*** Opening of DATA EXTRACT ***
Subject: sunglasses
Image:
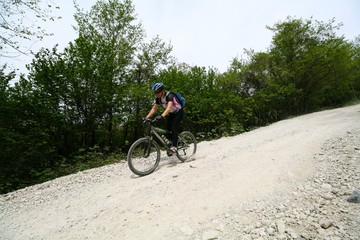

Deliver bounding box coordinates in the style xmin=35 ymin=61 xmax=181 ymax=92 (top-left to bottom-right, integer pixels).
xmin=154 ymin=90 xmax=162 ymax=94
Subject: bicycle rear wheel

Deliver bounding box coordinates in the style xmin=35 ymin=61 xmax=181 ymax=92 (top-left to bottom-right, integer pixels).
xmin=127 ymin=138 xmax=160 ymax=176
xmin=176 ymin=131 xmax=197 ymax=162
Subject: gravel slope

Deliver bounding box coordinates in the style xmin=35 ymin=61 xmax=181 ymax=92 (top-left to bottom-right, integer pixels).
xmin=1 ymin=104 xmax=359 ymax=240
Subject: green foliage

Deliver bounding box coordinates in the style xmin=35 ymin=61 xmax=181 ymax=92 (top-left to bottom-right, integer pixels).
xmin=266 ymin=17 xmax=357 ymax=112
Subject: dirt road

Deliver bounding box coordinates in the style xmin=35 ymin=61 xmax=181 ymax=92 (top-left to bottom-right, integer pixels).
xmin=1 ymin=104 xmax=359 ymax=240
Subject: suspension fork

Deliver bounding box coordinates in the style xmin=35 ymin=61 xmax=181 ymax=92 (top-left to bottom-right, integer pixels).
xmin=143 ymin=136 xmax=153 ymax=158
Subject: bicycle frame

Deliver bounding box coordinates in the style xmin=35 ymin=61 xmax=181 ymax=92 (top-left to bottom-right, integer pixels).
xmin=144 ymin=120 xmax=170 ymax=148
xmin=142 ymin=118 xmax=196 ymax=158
*** Close of DATA EXTRACT ***
• BRIEF:
Restate all entries above exactly, but not the images.

• OUTPUT FOR THIS TASK:
Subject: sunglasses
Image:

Deliver bounding box coordinates in the style xmin=35 ymin=61 xmax=181 ymax=92 (top-left to bottom-right, integer pixels).
xmin=154 ymin=90 xmax=162 ymax=94
Subject: bicycle rear wheel

Deliver bounding box coordinates in the style xmin=35 ymin=61 xmax=181 ymax=92 (top-left to bottom-right, integer pixels).
xmin=127 ymin=138 xmax=160 ymax=176
xmin=176 ymin=131 xmax=197 ymax=162
Subject: gravel slope

Deliver bounding box coordinates in the style xmin=35 ymin=61 xmax=181 ymax=92 (top-left to bottom-right, integer pixels).
xmin=1 ymin=104 xmax=359 ymax=240
Subject: green foliage

Deliver bounding box coordinates in the style xmin=35 ymin=61 xmax=181 ymax=92 (top-left to bottom-right, integer pixels).
xmin=266 ymin=17 xmax=357 ymax=112
Subject: dirt road

Deliver bounding box coordinates in the style xmin=35 ymin=61 xmax=181 ymax=92 (top-left to bottom-right, integer pixels).
xmin=1 ymin=104 xmax=359 ymax=240
Subject: suspension fork

Deliver bounding box coordinates in the style xmin=35 ymin=61 xmax=181 ymax=92 (top-left to bottom-right, integer pixels).
xmin=143 ymin=136 xmax=153 ymax=158
Subject: bicycle frame

Deliver bounding box coordinates in the style xmin=35 ymin=61 xmax=181 ymax=92 (top-left to bottom-right, integer pixels).
xmin=144 ymin=120 xmax=170 ymax=148
xmin=142 ymin=118 xmax=196 ymax=158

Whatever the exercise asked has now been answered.